>> Begin DATA TO PROCESS

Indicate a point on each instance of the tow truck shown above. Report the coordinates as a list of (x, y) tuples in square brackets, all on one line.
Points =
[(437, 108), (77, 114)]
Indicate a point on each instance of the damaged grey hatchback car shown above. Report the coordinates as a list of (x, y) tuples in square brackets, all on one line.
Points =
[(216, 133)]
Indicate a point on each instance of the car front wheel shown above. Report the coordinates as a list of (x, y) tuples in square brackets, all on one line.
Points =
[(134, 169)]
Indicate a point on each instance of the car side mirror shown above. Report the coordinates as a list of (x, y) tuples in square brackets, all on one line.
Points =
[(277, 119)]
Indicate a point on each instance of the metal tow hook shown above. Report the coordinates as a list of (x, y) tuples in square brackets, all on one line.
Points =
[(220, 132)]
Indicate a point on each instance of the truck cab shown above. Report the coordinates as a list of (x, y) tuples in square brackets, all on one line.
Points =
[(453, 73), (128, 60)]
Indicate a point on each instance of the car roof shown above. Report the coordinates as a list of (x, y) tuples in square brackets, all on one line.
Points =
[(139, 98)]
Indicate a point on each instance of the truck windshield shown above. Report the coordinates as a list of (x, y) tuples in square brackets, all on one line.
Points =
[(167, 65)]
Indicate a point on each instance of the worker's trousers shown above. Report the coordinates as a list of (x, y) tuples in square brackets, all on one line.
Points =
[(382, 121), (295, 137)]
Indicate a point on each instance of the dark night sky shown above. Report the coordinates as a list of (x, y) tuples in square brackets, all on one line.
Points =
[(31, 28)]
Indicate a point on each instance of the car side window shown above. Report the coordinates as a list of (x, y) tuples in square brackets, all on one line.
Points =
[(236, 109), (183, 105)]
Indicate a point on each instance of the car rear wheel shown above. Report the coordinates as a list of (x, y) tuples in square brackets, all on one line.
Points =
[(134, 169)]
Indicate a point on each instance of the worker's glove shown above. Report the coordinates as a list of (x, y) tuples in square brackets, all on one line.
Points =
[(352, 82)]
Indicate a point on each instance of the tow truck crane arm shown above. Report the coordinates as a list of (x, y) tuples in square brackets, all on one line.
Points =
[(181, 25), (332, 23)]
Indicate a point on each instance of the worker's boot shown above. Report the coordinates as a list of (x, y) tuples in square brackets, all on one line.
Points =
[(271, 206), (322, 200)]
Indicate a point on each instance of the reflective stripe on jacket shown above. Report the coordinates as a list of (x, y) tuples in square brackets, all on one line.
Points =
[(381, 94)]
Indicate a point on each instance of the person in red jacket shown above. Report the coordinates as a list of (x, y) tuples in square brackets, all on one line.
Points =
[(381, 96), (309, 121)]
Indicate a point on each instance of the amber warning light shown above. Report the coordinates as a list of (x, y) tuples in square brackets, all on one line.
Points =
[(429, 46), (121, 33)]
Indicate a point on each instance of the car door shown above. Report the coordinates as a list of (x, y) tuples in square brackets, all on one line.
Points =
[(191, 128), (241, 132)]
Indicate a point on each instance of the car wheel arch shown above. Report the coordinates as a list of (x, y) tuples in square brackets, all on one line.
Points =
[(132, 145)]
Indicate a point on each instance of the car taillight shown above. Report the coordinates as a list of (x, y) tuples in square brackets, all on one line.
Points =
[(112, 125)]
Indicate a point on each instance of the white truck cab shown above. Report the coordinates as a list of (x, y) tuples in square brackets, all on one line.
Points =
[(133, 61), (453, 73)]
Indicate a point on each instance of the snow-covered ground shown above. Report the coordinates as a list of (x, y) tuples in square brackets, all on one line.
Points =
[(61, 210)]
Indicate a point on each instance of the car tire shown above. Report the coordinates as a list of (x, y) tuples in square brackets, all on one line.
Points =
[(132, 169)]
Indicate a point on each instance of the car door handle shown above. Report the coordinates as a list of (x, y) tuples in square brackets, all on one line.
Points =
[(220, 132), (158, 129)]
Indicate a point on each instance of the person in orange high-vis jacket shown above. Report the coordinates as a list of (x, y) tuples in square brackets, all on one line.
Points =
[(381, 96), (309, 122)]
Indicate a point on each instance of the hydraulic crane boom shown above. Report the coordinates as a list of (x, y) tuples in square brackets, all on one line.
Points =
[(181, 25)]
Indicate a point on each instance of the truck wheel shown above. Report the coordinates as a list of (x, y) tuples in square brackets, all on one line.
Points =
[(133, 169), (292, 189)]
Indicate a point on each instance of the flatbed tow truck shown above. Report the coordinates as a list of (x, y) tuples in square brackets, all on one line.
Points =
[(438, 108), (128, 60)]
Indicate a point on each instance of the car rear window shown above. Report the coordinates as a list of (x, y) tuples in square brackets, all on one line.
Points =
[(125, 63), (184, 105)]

>> End DATA TO PROCESS
>> Begin DATA TO PROCESS

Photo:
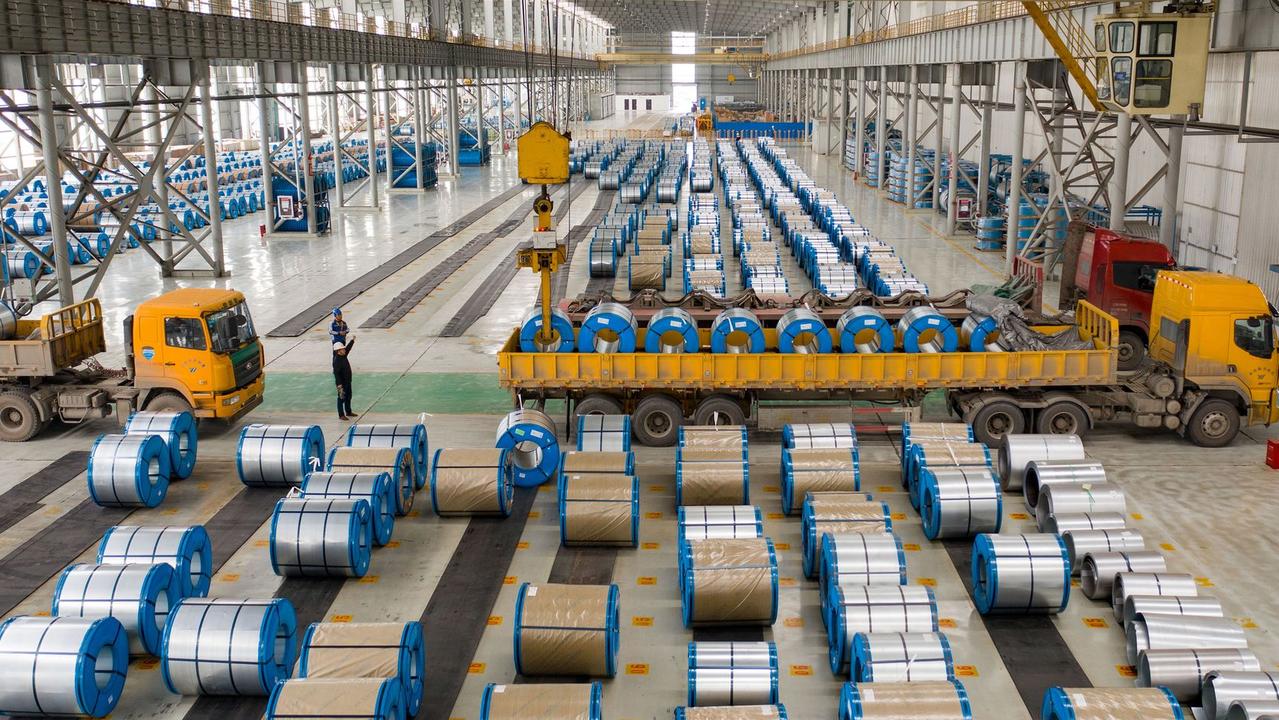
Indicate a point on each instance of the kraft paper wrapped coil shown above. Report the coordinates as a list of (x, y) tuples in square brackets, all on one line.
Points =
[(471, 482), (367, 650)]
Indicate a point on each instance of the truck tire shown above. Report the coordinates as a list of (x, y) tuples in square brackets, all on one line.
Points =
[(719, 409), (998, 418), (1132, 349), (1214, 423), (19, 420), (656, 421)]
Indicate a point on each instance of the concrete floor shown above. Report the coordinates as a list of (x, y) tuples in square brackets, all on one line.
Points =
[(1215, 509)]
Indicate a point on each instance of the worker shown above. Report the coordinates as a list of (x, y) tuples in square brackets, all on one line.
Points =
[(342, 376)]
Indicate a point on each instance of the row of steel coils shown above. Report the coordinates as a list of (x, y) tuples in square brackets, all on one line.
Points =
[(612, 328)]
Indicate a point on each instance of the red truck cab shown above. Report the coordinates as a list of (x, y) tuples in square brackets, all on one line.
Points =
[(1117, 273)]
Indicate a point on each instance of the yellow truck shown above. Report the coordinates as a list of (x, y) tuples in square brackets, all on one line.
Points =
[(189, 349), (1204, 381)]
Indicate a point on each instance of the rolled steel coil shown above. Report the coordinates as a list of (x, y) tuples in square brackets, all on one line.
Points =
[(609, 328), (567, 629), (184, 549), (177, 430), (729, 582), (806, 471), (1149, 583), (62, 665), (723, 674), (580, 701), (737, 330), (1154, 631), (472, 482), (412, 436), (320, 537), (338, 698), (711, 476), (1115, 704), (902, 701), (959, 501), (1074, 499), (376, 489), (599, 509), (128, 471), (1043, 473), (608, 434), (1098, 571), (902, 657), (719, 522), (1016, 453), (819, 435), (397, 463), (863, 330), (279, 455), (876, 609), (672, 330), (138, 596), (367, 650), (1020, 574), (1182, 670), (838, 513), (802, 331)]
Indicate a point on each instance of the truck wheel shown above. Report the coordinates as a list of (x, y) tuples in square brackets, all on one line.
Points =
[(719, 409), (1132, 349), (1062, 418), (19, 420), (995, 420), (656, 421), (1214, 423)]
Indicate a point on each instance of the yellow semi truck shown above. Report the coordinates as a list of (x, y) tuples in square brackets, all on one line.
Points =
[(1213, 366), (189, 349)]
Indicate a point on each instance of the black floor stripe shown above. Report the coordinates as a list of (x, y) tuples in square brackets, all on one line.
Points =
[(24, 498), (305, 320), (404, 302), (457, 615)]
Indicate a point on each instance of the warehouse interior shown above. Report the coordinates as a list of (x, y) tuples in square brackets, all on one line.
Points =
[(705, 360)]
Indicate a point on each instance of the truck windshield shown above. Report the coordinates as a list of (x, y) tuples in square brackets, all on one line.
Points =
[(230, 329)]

>> End DATA TO PROCESS

INSTRUCTION: In the records, starting at the line containing "Indicate a point on each instance of the tow truck shown" and ending at the line containing "[(437, 108), (77, 114)]", swap "tow truck" for "wrecker". Write out only those lines, with nothing else altered.

OUTPUT FOR THIS TASK:
Indicate a point on each instance of the wrecker shown above. Report the coordinates as a list of (x, y) tuples in square brackets, all on one line.
Points =
[(437, 108), (77, 114)]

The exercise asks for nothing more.